- Your instructions
Find the line containing "Target: red berry" in the records below. Copy exactly that line and each one after it, ending at the line containing "Target: green leaf", and nothing more.

- Data listing
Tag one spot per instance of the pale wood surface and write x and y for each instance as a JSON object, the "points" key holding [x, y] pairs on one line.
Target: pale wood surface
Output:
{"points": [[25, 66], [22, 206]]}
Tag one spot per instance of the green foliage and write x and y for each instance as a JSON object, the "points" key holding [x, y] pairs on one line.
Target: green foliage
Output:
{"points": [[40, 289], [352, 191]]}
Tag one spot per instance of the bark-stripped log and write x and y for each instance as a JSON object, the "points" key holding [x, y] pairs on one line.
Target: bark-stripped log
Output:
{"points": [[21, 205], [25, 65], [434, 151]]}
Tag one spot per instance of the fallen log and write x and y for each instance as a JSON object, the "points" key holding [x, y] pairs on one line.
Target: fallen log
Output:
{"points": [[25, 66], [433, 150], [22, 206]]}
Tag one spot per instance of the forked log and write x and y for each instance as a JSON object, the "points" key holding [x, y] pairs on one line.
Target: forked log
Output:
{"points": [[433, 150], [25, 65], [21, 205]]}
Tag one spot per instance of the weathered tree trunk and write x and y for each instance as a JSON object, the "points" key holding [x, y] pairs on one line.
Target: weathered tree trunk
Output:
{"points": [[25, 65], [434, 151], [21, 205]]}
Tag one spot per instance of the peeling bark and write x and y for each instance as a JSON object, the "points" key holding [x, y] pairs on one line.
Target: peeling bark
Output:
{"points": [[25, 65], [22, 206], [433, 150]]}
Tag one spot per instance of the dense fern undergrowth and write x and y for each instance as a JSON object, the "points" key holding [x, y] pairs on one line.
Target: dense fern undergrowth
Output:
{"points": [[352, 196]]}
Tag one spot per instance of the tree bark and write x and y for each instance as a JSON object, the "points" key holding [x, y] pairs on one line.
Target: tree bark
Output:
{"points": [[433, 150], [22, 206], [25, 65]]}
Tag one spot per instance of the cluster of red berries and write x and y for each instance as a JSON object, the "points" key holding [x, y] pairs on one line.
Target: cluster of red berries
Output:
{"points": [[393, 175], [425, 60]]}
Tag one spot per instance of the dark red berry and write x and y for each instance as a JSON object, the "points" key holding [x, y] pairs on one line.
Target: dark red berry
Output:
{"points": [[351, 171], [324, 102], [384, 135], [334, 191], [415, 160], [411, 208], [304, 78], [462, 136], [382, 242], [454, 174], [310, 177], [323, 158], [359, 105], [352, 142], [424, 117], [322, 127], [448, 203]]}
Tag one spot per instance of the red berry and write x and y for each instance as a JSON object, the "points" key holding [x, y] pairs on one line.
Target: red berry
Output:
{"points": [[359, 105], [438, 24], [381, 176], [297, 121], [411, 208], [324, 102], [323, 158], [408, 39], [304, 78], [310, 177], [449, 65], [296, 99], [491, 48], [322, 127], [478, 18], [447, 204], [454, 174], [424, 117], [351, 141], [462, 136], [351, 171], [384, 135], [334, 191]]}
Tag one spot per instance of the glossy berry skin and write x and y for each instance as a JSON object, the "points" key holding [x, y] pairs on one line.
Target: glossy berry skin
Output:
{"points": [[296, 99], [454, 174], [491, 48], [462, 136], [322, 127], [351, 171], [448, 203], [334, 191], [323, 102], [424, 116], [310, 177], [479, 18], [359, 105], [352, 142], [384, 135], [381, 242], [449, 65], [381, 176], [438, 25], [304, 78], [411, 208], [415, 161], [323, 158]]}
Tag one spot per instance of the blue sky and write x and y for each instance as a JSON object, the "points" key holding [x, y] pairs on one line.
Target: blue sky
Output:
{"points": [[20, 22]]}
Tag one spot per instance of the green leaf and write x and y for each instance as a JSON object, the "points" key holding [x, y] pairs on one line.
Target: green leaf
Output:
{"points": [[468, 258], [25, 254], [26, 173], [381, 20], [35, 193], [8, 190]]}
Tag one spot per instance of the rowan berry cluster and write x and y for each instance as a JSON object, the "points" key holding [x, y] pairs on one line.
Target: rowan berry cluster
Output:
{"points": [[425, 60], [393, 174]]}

- Written response
Target: red berry
Output:
{"points": [[359, 105], [438, 24], [381, 176], [297, 121], [411, 208], [324, 102], [323, 158], [408, 39], [304, 78], [310, 177], [449, 65], [296, 99], [491, 48], [322, 127], [478, 18], [447, 204], [454, 174], [424, 117], [351, 141], [462, 136], [351, 171], [384, 135], [334, 191]]}
Tag one spot per instance of the glossy berry skin and write x and y for each instance as a JSON object, the "points" key holding [x, y] pairs on one line.
Target: glossy berry skin
Output:
{"points": [[296, 99], [454, 174], [491, 48], [462, 136], [322, 127], [351, 171], [448, 203], [334, 191], [323, 102], [424, 116], [310, 177], [479, 18], [359, 105], [352, 142], [384, 135], [381, 242], [449, 65], [381, 176], [438, 25], [304, 78], [411, 208], [415, 161], [323, 158]]}
Tag one spot per instance of the blue sky and write x and y for each instance as a JSON object, the "points" key holding [x, y] pairs on one line.
Target: blue sky
Output:
{"points": [[20, 22]]}
Tag one spot per instance of the green leaf and write x and y for each instance as a JSON object, the "points" key holding [x, y] pairs on one line.
Target: green leaf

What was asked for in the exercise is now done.